EXERCISE BRIEF: Word for word, the records below are to be set down again.

INPUT DATA:
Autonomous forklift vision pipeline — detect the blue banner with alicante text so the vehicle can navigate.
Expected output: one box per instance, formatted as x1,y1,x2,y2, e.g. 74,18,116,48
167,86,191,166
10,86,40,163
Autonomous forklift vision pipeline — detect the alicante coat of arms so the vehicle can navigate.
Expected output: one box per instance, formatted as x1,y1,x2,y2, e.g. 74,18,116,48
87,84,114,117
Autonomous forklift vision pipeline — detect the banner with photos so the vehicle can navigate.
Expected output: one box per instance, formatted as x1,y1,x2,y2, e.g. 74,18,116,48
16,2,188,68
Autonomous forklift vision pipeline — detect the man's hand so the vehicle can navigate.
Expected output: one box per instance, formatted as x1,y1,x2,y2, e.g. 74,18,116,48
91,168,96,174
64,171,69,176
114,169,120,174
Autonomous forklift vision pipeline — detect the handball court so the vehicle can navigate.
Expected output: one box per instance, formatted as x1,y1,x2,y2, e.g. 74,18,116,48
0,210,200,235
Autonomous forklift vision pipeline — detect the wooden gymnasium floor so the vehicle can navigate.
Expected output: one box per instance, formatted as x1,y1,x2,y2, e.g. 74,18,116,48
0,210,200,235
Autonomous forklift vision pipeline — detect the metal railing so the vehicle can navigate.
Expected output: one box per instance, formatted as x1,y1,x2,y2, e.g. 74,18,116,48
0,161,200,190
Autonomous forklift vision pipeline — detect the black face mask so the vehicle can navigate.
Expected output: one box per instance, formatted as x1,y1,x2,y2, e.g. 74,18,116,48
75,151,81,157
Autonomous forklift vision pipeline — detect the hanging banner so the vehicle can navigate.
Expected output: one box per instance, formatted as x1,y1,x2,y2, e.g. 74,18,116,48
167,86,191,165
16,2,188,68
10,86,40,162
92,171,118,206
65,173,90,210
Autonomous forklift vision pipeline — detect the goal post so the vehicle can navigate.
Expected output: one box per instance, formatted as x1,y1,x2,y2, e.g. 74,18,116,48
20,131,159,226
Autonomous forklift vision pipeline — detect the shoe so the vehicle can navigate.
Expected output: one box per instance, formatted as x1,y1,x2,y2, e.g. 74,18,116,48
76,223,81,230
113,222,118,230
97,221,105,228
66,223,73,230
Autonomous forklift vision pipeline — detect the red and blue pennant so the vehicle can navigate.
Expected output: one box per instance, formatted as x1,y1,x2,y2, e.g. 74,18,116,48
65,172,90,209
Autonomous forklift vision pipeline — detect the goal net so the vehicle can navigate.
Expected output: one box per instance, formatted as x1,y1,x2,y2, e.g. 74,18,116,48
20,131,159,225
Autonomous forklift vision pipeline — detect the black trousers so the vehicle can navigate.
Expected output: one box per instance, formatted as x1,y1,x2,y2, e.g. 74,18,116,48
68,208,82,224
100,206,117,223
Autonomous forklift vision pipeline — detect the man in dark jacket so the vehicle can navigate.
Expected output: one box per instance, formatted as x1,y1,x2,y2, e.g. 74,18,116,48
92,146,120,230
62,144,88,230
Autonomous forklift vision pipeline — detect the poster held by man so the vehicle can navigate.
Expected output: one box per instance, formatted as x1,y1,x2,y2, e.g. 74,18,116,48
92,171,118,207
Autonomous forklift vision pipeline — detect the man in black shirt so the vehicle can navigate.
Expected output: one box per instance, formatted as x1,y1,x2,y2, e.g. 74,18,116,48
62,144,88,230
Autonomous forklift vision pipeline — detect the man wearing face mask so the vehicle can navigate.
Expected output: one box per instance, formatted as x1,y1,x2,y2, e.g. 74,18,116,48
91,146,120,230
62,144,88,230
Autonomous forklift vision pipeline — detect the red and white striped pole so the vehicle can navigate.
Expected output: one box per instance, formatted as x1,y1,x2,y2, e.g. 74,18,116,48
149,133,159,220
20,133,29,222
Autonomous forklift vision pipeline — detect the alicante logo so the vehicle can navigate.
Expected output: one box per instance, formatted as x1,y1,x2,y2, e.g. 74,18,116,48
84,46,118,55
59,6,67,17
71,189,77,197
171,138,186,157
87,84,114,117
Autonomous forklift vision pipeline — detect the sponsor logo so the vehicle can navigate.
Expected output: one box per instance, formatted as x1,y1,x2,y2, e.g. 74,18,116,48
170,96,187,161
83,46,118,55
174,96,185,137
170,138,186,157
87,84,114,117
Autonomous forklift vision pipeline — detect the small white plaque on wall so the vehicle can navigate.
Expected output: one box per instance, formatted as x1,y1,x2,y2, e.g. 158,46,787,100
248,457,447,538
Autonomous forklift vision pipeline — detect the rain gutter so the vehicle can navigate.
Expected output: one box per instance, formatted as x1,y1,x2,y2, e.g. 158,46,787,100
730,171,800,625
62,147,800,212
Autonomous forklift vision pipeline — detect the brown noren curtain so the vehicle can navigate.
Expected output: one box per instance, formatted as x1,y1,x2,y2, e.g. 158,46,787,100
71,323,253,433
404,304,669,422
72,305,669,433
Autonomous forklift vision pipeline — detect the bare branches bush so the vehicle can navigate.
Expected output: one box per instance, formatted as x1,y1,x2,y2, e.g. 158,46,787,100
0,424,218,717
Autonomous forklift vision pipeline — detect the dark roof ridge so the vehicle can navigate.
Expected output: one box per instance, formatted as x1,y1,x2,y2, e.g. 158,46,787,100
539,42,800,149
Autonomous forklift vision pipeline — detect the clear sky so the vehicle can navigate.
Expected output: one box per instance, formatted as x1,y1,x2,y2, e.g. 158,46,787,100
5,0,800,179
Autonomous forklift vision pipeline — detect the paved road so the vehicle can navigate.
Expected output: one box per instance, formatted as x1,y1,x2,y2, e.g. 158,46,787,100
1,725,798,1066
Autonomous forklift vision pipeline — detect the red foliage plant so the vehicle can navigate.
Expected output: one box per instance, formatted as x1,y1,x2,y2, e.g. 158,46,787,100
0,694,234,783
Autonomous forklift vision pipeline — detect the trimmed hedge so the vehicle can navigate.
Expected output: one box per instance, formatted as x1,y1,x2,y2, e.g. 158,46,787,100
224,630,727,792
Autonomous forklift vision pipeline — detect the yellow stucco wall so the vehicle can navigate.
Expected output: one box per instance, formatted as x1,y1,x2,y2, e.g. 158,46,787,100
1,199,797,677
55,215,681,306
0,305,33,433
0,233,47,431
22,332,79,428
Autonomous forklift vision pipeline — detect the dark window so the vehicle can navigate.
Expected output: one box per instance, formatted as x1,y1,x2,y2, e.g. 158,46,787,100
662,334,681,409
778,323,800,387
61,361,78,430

TASK ANSWER:
Autonomous forklift vision pipeline — detect the blue banner with alicante text so the vehicle can navigate.
Expected output: one box per instance, formatted as x1,y1,x2,y2, e.g. 74,18,116,48
167,86,191,166
10,86,40,163
Autonomous forklift vision pipeline — detect the alicante coat of arms so the vehicle can navigate.
Expected output: one box per instance, formatted as x1,y1,x2,y2, e.g. 74,18,116,48
87,84,114,117
Autonomous forklift vision pipeline — detect the banner with photos so the vehicle can navigate.
Expected output: one box per instance, formatted as x1,y1,x2,y2, e.g. 74,18,116,48
16,2,188,68
Autonomous forklift vision pipeline — detect the man's hand so the vehicle can navigate.
Expected output: one box per instance, formatted as x1,y1,x2,y2, e.g. 74,18,116,48
91,168,96,174
64,171,69,176
114,169,120,174
Autonomous forklift vision pipeline — detect the handball court so the vehicle can navigate.
Expected output: one box per instance, formatted as x1,y1,x2,y2, e.g. 74,18,116,48
0,210,200,235
Autonomous forklift vision pipeline — detect the wooden gymnasium floor so the vehicle can navigate.
Expected output: one box per instance, formatted as x1,y1,x2,y2, e.g. 74,18,116,48
0,210,200,235
Autonomous forklift vision pipeline — detect the metal railing so the vehicle can navigate.
Expected output: one box per instance, formatted as x1,y1,x2,y2, e.g. 74,18,116,48
0,161,200,190
Autonomous forklift vision pipeline — detect the black face mask so the vehicle can navigate.
Expected output: one box per instance, formatted as x1,y1,x2,y2, e.g. 74,18,116,48
75,151,81,157
Autonomous forklift vision pipeline — detect the hanging banner so the vehicle can navigate.
Expected output: one box per instance, formatted as x1,y1,x2,y2, e.g. 74,18,116,48
167,86,191,165
16,2,188,68
10,86,40,162
92,171,118,206
65,173,90,210
Autonomous forklift vision pipeline — detect the goal post so the vehicle can navigate.
Expected output: one box per instance, formatted as x1,y1,x2,y2, e.g. 74,18,116,48
20,131,159,226
Autonomous forklift vision pipeline — detect the shoe so the vehicle can navigate.
Expected output: one box per instance, formatted as x1,y1,x2,y2, e.g. 74,18,116,48
76,223,81,230
113,222,118,230
97,221,105,228
66,223,73,230
Autonomous forklift vision pipeline — detect the red and blue pennant so the vehicle can navigate.
Expected output: one box per instance, formatted as x1,y1,x2,y2, e.g. 74,18,116,48
65,172,90,209
Autonomous forklift vision pipeline — detect the goal net so the vehicle can navigate.
Expected output: one box per instance, formatted as x1,y1,x2,y2, e.g. 74,18,116,48
20,131,159,225
Autonomous forklift vision pipeline — detect the black trousers so the vehicle can navigate.
Expected output: one box per instance, formatted as x1,y1,x2,y2, e.g. 74,18,116,48
68,208,82,224
100,206,117,223
Autonomous forklift vision pipeline — detect the man in dark jacket so the vehicle can navigate.
Expected output: one box per instance, formatted as x1,y1,x2,y2, e.g. 74,18,116,48
92,146,120,230
62,144,88,230
Autonomous forklift vision pipeline — detect the poster held by man so the vehicle can navigate.
Expected output: one box per instance, formatted as x1,y1,x2,y2, e.g. 74,18,116,48
92,171,118,207
Autonomous forklift vision pipeline — detect the man in black shirt so the vehicle can navigate.
Expected output: one box per instance, formatted as x1,y1,x2,y2, e.g. 74,18,116,48
62,144,88,230
Autonomous forklift vision pipeline — detect the man wearing face mask so the vehicle can navigate.
Expected output: one box per instance, formatted as x1,y1,x2,y2, e.g. 74,18,116,48
91,146,120,230
62,144,88,230
Autonomous forklift vision pipeline — detect the red and white striped pole so the vehicle can navigate.
Expected output: one box per instance, formatted as x1,y1,x2,y2, e.g. 74,18,116,48
149,133,159,220
20,133,29,222
Autonomous forklift vision pipeline — detect the alicante logo so the vehicle can navigate.
Expected output: one box per instance, formatted as x1,y1,x2,y2, e.g. 74,18,116,48
84,46,118,55
59,6,67,17
71,189,77,197
171,138,186,157
87,84,114,117
Autonomous forklift vision pipeline — detect the sponsor logo so the vehicle can navigate.
Expected output: one box per instance, formatted as x1,y1,x2,y2, e.g. 74,18,116,48
170,96,187,161
83,46,118,55
174,96,185,137
170,138,186,157
87,84,114,117
Autonomous forklift vision pipeline — detect the small white plaque on wall so the vehicle can navigate.
Expected output: one box per instance, formatted as x1,y1,x2,y2, e.g. 158,46,787,100
248,457,447,538
Autonomous forklift vision pipeline — detect the rain gutter so the vehicle can navigate.
Expected output: one box per instance, formatted as x1,y1,x2,y2, e.g. 158,46,787,100
730,171,800,625
62,147,800,212
Autonomous forklift vision pipeline — detect the brown noren curtain so the vehicle can navigate.
Expected output: one box per instance, formatted as x1,y1,x2,y2, e.g. 158,46,787,100
71,323,253,433
404,304,669,422
72,305,669,433
Autonomous forklift vision pipeline — detect the bare branches bush so the vehicle can navigate.
Expected output: one box per instance, formatted as x1,y1,x2,y2, e.g. 158,46,787,100
0,424,218,717
Autonomous forklift vision pipeline — detect the dark roof ridge so the vehicle can navigate.
Expected output: one box per instance, formatted as x1,y1,x2,y2, e.g. 158,46,787,100
539,42,800,149
Autonomous forklift vision pipeline — detect the clear sky so the vehicle can navigate.
Expected output: one box per instance, formatted as x1,y1,x2,y2, e.g. 158,46,787,100
5,0,800,179
Autonomous forklift vision pipeline — detect the paved road so the vehicle can navigate.
Expected output: one box per instance, formatted as x1,y1,x2,y2, e.g. 158,46,787,100
1,725,798,1066
Autonomous forklift vision pipeline — detect the red foliage plant so the vehicle can navigate.
Expected output: one box per instance, formatted as x1,y1,x2,y2, e.g. 158,46,787,100
0,694,234,783
Autonomous forklift vision pipeline — detect the trimmed hedge so the vehicle can navigate.
Expected output: one box per instance, formatted as x1,y1,x2,y2, e.g. 158,46,787,100
224,630,727,792
Autonomous forklift vision pipeline — detect the yellow stucco wall so the vehicle can navigate.
Expected output: one box per instance, formatted as x1,y1,x2,y2, e.g. 158,46,787,100
1,199,797,677
55,215,681,306
0,305,33,433
0,233,47,431
22,332,79,428
Autonomous forklift vision pipeline — detect the dark window so the vehicle can navigate.
Expected output: one box per instance, formatted as x1,y1,x2,y2, e.g. 158,46,787,100
662,334,681,409
778,323,800,387
61,361,78,430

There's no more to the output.